State how many lines in the rows below contain the word "canopy". Case matters, and the reply should be only the number.

## start

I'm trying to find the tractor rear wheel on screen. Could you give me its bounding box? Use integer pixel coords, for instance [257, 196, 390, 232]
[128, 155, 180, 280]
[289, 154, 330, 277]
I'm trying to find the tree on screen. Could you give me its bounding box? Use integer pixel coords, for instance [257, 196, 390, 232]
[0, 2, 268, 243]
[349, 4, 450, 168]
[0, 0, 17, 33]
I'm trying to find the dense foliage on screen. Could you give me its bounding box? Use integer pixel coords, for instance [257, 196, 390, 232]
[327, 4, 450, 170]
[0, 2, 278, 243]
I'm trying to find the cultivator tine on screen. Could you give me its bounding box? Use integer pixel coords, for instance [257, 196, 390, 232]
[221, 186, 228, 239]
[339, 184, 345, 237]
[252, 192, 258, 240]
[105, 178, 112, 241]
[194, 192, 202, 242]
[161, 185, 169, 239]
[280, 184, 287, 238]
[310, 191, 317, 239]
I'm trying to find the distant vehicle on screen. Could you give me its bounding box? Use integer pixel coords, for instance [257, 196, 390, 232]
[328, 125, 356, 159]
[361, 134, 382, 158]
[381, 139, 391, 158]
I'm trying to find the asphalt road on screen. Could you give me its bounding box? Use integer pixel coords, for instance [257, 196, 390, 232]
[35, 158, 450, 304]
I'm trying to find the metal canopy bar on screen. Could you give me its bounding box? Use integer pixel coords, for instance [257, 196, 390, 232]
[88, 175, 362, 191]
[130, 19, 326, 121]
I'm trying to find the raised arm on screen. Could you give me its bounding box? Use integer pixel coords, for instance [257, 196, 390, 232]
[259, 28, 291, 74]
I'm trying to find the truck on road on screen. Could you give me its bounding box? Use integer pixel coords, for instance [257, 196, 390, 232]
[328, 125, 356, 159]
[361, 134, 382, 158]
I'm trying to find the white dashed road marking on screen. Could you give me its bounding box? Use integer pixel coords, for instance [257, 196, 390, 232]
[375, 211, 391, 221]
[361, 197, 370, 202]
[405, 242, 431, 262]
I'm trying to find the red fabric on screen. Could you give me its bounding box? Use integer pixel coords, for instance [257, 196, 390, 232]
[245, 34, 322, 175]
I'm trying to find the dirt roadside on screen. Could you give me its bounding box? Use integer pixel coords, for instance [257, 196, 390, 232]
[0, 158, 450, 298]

## end

Problem solution - 1